Revise the data from the line that has "[point] at the three" through the end, giving those lines again with "pixel coordinates" swapped for "image coordinates" and everything else unchanged.

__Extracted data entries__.

* START *

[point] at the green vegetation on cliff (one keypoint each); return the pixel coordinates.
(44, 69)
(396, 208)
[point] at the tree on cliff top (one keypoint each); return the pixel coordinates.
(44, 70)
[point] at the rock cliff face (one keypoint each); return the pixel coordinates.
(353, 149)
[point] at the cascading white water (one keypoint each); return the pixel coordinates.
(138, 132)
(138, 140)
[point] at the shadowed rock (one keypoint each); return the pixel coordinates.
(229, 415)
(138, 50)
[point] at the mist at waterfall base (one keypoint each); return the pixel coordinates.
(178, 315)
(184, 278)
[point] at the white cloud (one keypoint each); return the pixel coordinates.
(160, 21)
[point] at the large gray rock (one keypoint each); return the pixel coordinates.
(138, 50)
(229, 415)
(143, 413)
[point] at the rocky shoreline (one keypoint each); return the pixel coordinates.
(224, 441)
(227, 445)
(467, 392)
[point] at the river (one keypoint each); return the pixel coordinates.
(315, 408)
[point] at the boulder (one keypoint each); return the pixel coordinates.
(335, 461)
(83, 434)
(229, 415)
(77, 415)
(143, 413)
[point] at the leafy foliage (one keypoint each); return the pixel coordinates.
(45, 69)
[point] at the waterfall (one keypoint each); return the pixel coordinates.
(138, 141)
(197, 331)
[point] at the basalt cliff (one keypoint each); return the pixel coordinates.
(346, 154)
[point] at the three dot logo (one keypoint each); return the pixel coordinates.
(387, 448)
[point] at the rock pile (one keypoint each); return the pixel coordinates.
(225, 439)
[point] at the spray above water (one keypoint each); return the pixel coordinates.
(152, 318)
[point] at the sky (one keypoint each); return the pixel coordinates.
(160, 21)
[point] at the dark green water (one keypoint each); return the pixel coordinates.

* END *

__FULL ANSWER__.
[point] at the three dot logo (one keypoint each); return the image coordinates.
(387, 448)
[point] at the rock pile (one keypoint each); return the image coordinates.
(225, 439)
[point] at the spray above water (one keypoint each); return the image coordinates.
(152, 318)
[point] at the sky (one keypoint each); return the image coordinates.
(160, 21)
[point] at the dark green water (one keypoint each); return the image coordinates.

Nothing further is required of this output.